» **Brief**: With the material below, print exactly the lines between the line holding "of the gray" and the line holding "of the middle", inclusive. Add nothing else.

» **Record excerpts**:
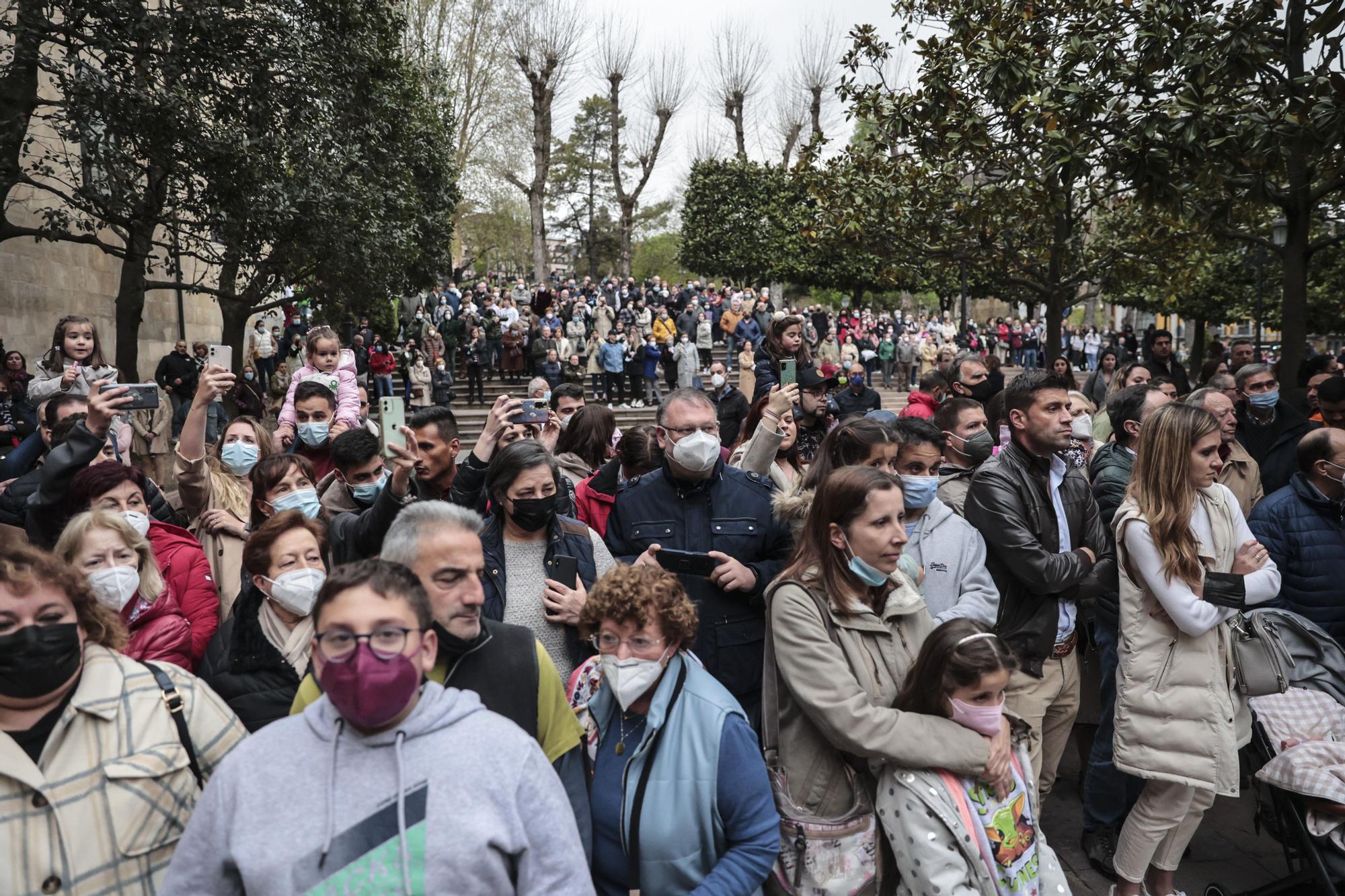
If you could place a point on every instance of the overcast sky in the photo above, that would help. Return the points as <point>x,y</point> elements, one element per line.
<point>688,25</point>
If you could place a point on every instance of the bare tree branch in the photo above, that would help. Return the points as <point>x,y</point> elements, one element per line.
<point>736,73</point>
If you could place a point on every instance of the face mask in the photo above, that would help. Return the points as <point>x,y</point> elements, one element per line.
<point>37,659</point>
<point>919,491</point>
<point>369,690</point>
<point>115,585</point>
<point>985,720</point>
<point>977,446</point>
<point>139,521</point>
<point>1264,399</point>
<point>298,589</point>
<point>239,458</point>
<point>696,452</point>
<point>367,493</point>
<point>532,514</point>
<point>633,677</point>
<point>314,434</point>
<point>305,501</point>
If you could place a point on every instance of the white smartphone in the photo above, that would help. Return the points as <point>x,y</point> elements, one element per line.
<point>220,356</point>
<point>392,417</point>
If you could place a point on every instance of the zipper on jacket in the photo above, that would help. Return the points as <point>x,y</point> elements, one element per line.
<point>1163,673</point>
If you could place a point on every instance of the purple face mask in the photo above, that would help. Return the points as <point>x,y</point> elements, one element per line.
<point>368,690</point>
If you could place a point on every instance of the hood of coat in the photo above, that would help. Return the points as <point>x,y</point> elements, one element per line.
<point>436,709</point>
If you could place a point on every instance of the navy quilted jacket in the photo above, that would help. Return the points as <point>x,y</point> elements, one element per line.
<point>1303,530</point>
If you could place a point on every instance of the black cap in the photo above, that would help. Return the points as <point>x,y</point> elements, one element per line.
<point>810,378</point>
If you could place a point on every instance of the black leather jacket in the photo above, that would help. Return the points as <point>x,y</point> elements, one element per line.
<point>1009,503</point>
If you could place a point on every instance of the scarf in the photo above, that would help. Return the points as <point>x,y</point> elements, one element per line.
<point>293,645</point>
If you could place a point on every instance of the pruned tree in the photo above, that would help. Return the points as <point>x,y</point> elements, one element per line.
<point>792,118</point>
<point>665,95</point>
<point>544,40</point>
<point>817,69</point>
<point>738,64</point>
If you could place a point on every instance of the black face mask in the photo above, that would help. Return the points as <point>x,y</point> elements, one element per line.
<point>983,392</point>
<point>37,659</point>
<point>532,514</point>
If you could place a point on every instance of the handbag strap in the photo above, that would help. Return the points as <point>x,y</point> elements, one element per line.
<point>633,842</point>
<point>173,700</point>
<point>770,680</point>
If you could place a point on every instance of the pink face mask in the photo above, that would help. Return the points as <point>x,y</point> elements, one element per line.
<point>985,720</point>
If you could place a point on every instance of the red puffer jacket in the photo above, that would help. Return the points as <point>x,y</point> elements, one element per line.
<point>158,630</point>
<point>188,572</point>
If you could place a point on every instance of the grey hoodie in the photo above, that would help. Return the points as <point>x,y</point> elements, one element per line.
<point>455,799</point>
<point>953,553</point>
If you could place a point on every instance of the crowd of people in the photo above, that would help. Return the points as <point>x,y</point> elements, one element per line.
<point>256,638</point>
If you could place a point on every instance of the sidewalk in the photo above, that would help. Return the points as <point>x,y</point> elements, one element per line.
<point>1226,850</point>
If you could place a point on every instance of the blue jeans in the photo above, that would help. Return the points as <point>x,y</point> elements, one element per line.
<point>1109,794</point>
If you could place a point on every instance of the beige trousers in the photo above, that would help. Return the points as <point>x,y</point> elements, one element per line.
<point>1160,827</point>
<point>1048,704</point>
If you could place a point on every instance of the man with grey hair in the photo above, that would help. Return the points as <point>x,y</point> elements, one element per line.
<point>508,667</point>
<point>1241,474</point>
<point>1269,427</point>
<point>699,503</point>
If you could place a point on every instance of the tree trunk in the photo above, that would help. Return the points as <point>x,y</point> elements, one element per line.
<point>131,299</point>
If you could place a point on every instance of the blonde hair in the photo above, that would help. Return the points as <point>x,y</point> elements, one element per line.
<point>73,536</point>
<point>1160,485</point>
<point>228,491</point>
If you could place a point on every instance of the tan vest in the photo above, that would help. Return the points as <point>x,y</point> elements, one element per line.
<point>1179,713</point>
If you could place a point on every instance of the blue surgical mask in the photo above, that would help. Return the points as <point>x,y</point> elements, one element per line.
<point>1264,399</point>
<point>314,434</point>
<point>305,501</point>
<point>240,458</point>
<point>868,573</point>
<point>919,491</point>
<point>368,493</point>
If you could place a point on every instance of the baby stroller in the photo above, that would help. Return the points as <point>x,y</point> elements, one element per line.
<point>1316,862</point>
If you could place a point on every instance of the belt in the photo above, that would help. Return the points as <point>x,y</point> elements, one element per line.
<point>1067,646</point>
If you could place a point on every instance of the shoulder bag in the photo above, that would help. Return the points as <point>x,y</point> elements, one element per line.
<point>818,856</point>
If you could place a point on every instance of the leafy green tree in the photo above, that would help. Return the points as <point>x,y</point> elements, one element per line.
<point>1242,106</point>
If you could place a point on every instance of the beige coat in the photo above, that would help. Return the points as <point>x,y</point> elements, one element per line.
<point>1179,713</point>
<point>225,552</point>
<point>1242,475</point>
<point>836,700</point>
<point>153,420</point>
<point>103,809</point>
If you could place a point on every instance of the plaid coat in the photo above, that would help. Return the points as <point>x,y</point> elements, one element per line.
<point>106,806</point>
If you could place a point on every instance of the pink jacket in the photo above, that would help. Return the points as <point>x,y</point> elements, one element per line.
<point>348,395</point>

...

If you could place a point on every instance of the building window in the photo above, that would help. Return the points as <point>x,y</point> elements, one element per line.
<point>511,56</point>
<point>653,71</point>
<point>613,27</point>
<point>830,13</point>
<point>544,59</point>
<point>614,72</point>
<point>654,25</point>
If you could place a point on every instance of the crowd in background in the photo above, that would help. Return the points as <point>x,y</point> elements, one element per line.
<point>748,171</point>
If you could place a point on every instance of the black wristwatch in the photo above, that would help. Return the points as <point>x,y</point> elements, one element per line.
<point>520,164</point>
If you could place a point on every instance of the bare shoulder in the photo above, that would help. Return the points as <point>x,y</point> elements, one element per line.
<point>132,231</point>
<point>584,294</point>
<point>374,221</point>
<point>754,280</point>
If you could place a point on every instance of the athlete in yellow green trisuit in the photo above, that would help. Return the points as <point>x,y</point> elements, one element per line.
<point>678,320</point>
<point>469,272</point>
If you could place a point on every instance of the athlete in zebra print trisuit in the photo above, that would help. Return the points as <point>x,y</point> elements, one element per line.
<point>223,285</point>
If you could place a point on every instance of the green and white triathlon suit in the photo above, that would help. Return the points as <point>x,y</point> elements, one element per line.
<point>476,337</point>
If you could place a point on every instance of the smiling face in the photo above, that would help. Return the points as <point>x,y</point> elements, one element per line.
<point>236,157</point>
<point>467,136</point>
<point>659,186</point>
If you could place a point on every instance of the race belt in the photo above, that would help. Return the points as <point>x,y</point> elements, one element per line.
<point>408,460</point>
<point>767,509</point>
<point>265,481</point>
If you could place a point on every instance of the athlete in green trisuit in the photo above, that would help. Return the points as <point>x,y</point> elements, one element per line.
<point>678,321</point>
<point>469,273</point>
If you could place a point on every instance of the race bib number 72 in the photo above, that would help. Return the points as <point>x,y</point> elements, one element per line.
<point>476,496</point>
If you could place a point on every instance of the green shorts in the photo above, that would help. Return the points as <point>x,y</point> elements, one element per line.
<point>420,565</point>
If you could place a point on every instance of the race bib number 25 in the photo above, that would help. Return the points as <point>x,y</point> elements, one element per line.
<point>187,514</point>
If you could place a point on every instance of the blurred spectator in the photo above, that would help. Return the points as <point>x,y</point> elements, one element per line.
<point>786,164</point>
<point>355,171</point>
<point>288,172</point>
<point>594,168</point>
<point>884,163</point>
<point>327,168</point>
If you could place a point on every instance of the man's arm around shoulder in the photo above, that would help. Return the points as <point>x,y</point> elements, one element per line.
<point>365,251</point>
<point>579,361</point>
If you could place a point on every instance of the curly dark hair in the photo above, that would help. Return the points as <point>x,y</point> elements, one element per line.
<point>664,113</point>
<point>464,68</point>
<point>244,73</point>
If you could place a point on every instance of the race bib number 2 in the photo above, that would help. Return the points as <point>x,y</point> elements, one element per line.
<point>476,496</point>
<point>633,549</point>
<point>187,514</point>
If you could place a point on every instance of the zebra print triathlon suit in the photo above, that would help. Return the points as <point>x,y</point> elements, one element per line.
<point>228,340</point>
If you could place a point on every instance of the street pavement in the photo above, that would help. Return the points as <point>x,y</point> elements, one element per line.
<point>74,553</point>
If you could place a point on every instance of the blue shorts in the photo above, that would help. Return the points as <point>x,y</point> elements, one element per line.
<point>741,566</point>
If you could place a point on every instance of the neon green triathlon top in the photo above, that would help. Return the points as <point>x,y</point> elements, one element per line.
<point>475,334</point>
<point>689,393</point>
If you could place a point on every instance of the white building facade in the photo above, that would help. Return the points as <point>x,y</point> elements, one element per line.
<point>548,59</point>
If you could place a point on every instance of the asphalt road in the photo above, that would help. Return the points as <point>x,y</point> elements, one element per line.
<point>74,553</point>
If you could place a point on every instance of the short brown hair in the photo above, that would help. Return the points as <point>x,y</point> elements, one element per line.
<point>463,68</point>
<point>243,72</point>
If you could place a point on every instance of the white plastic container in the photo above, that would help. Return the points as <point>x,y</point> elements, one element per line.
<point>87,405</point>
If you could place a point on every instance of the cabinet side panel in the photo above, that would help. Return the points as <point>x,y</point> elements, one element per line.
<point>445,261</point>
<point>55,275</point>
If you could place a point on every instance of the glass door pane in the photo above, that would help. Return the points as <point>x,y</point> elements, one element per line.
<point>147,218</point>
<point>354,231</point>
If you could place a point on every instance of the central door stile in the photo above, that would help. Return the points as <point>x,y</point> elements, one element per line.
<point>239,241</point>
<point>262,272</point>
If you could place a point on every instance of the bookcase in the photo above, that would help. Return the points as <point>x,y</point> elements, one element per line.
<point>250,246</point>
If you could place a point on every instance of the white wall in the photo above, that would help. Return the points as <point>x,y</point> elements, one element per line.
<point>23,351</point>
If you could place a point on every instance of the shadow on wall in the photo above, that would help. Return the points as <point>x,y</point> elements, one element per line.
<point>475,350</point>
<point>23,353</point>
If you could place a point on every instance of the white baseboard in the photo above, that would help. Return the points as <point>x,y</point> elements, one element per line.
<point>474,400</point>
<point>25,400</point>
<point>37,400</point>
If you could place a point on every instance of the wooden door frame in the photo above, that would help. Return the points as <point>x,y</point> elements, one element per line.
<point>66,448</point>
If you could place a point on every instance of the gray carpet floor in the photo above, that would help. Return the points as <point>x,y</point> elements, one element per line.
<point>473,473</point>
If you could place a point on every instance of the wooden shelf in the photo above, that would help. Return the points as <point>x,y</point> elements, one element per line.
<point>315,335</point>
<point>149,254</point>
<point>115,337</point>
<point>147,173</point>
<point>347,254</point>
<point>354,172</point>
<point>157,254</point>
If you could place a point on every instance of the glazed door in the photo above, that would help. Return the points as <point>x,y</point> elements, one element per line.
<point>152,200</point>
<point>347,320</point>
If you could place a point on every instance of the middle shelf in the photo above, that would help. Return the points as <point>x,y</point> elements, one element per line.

» **Task response**:
If you could place a point on every instance of the gray carpet floor in the photo above, that would help. Return the points as <point>x,y</point> elements, one element per line.
<point>473,473</point>
If you could place a point on every instance of the wooden shelf in the photo above, that would help. Return the points as <point>x,y</point> elements, one element per line.
<point>315,335</point>
<point>149,254</point>
<point>115,337</point>
<point>147,173</point>
<point>347,254</point>
<point>354,172</point>
<point>157,254</point>
If you could place a point on every instance of the glazed door in the photo above, that would help. Return the points as <point>x,y</point> elements, one element per line.
<point>152,200</point>
<point>347,320</point>
If you could place a point on every instance of the middle shelf in the photo above, that would help. Return the points as <point>x,y</point> elements, one element per line.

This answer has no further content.